* What you are asked to do: Write the material out again in full, word for word. Do not include the pictures.

* Listed records:
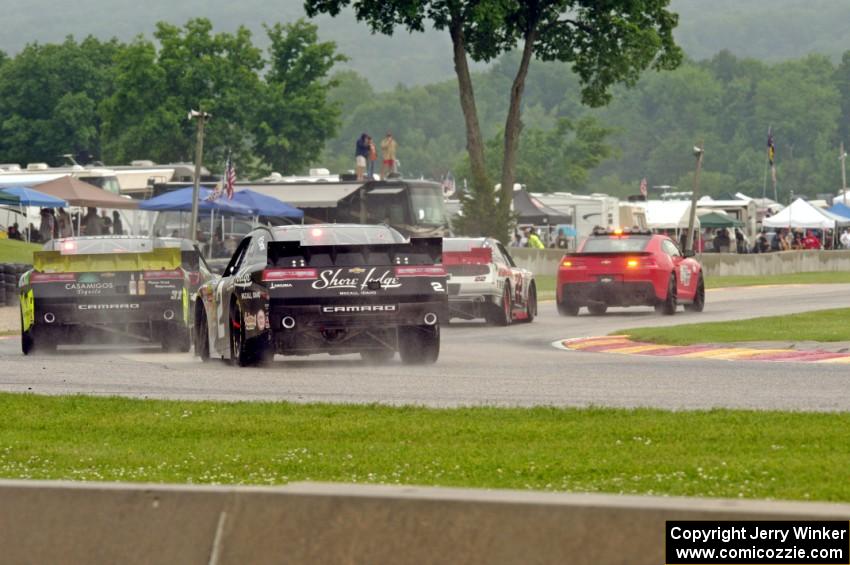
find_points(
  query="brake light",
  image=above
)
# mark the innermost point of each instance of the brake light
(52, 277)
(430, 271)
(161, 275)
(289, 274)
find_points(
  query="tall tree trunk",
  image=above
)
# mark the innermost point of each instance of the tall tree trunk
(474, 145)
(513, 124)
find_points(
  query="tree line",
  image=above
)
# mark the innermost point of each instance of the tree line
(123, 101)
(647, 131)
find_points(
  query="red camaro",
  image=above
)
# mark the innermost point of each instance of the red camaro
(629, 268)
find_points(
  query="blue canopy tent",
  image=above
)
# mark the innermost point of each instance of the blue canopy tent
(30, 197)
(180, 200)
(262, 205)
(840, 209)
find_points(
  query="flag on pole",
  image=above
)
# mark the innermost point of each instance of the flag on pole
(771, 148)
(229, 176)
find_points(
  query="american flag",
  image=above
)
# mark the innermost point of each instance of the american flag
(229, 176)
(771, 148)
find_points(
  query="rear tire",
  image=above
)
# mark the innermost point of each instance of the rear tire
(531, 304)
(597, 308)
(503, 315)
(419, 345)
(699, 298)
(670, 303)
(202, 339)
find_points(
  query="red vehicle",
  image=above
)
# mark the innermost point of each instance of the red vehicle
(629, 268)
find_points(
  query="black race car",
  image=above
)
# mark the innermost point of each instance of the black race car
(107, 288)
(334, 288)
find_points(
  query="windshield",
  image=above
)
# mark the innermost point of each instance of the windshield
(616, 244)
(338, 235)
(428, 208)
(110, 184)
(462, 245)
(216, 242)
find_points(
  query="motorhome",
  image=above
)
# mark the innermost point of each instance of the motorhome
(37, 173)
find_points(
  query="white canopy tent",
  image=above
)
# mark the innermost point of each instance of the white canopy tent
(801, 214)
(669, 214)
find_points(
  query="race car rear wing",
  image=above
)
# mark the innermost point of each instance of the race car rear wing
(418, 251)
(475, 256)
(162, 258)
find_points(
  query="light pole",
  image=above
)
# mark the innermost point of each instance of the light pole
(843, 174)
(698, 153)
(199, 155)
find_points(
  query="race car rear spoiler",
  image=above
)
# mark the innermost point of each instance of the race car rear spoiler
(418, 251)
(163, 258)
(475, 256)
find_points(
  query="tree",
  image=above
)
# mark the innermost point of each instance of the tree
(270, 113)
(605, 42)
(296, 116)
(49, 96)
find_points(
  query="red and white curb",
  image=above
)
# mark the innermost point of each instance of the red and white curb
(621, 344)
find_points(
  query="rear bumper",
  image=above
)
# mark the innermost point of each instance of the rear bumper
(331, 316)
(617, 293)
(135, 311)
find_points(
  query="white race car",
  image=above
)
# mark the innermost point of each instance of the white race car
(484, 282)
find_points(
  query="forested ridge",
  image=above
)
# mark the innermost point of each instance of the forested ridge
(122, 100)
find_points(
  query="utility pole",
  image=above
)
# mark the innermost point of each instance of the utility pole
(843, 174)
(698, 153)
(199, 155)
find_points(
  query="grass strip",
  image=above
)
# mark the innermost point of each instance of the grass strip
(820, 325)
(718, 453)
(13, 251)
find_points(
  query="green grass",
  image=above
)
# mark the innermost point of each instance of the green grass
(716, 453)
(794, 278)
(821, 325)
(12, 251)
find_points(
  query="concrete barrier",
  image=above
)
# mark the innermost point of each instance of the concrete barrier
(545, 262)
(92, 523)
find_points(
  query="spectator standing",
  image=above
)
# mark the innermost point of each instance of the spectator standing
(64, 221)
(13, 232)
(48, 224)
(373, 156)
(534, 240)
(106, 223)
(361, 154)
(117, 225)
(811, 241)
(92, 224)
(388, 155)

* Solution to this problem:
find_points(
  query="brake light",
  image=above
)
# mark the innermost point of each instance of the brake light
(52, 277)
(430, 271)
(161, 275)
(289, 274)
find_points(
  query="tall tree trunk",
  image=above
)
# mark the innermost point of each instance of the tall tree trunk
(474, 145)
(513, 124)
find_points(
  query="tree line",
  image=above
)
# mark the innermost point of each instance of the tree line
(123, 101)
(647, 131)
find_points(
  query="red camaro",
  image=above
)
# mark the innermost point of each instance of the red camaro
(629, 268)
find_points(
  query="blue canopy tent",
  image=above
)
# mark the innermost point of each instance of the blue canopy tent
(30, 197)
(180, 200)
(262, 205)
(840, 209)
find_points(
  query="flag on pole",
  image=above
)
# mark the innermost point of each instance of the flag on pole
(771, 148)
(229, 176)
find_points(
  query="american flag",
  image=above
)
# mark the innermost point of each instance of the american flag
(229, 176)
(771, 148)
find_points(
  query="rear tire",
  image=above
)
# mark the innermost point of each instance of the rear tire
(531, 304)
(597, 308)
(503, 315)
(419, 345)
(699, 298)
(670, 303)
(202, 339)
find_points(
  query="red vehicle",
  image=above
)
# mark the innermost point of each instance of the red vehicle
(629, 268)
find_points(
  query="black race car",
  image=above
)
# mark the innermost point of each instance of the black race car
(107, 288)
(334, 288)
find_points(
  query="windshield",
  image=above
)
# mark the innermost point of each instance of the windshield
(616, 244)
(338, 235)
(428, 208)
(110, 184)
(462, 245)
(216, 242)
find_points(
  query="motorhome",
  image=above
)
# mark the innermost point of each instance of the motorhome
(37, 173)
find_points(
  query="white canopy tent",
  image=above
)
# mark the innermost point of each instance of the white canopy tent
(801, 214)
(669, 214)
find_points(
  query="race car rear wing",
  image=above
)
# mark the innermost point of each instance of the race car rear wing
(418, 251)
(475, 256)
(162, 258)
find_points(
  query="light pole",
  image=above
)
# mark the innermost point of each instance of the light pole
(843, 174)
(698, 153)
(199, 155)
find_points(
  query="race car rear spoiler",
  image=above
)
# mark the innermost point of each instance of the race car rear spoiler
(418, 251)
(163, 258)
(475, 256)
find_points(
  query="tree",
  image=above
)
# mark the innermost point of each instance of the tree
(270, 113)
(605, 42)
(296, 116)
(49, 96)
find_points(
  query="red and white curb",
  image=above
)
# mark the innermost point of each instance of the red and white curb
(621, 344)
find_points(
  query="rear bumper",
  image=above
)
# mark the innermost point of each instance of the rear bumper
(331, 316)
(617, 293)
(135, 311)
find_points(
  query="white race car",
  image=above
)
# mark the innermost point of each instance of the white race car
(484, 282)
find_points(
  query="forested ridge",
  image=above
)
# mark the innermost point of each instance of the forested ridge
(122, 100)
find_points(
  query="utility pole",
  image=above
)
# mark the innermost point of each instance of the utility pole
(843, 174)
(698, 153)
(199, 155)
find_points(
  query="grass strip",
  image=above
)
# mark the innermost point of each instance of the grass strip
(820, 325)
(718, 453)
(13, 251)
find_points(
  query="green grass",
  image=above
)
# mark the innermost point of each instance of the green grass
(716, 453)
(794, 278)
(821, 325)
(12, 251)
find_points(
  query="concrete barrier",
  image=above
)
# mark the innermost point of each instance of the concrete barrier
(545, 262)
(92, 523)
find_points(
  query="spectator standing",
  image=above
)
# mark the innermost point of each instance of the spectator standing
(64, 221)
(13, 232)
(48, 224)
(373, 156)
(534, 240)
(106, 223)
(361, 154)
(117, 225)
(811, 241)
(92, 224)
(388, 155)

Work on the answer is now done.